**WHAT THIS TASK INVOLVES**. Below is a listing; write it out exactly and drop any images from it.

**INFORMATION SHOWN**.
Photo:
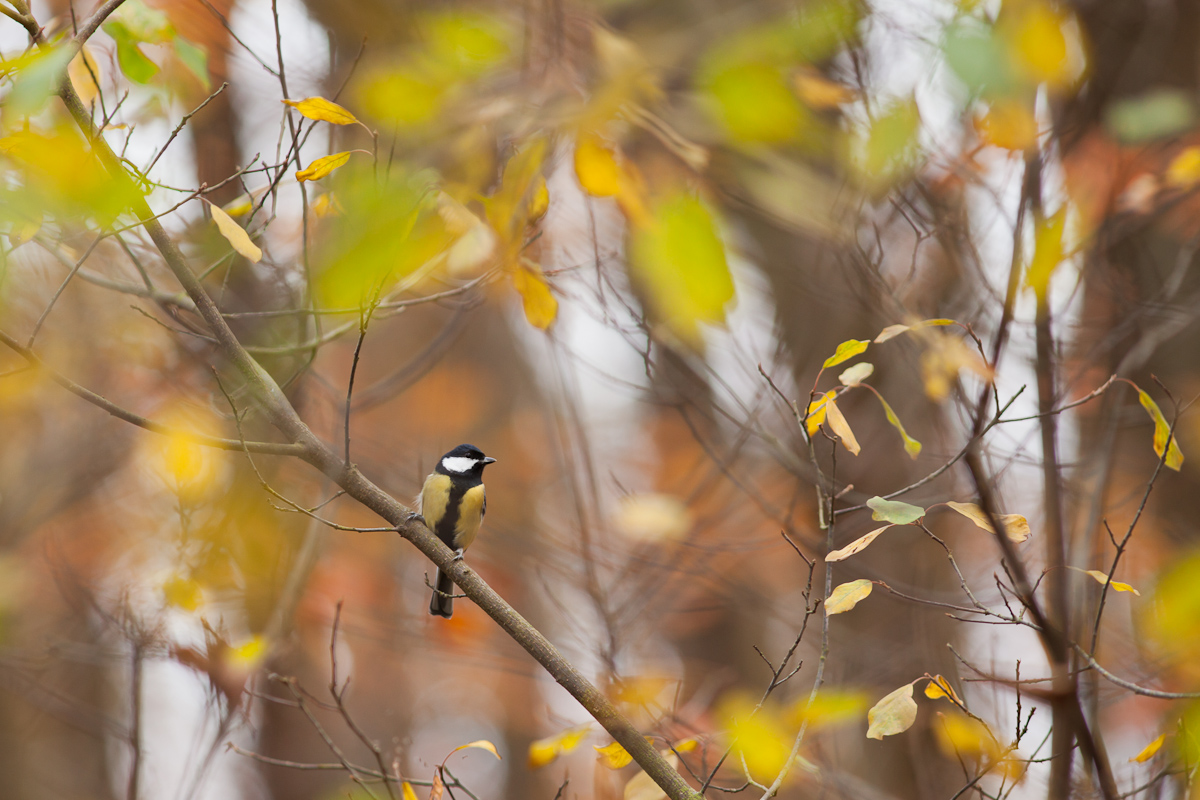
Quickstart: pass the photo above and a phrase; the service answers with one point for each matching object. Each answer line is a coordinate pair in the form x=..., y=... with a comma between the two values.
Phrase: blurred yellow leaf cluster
x=653, y=517
x=544, y=751
x=456, y=47
x=55, y=170
x=760, y=85
x=762, y=738
x=1030, y=43
x=189, y=468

**THE RESULT**.
Photo:
Quickstart: pass the photo above and a phrase; the service answers with one point for each matching object. Each answer line is a coordinate pair in the form x=..., y=... with a comma between the two values.
Phrase: blurred yellow leaf cluster
x=653, y=517
x=544, y=751
x=456, y=47
x=55, y=170
x=760, y=85
x=762, y=738
x=1030, y=43
x=189, y=468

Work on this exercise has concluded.